───── Source data

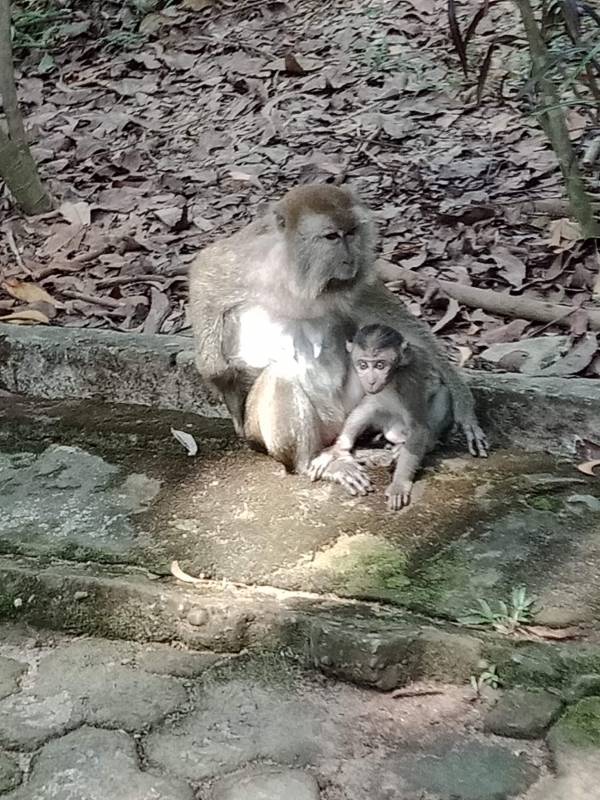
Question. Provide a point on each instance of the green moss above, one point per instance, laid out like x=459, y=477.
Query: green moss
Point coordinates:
x=580, y=726
x=542, y=502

──────────

Exercise:
Copy the data above word for word, line by line, and leave out the pictures.

Output:
Question. Provide a point on each instance of the green moss above, one point per instance, laid out like x=459, y=477.
Query: green moss
Point coordinates:
x=580, y=726
x=542, y=502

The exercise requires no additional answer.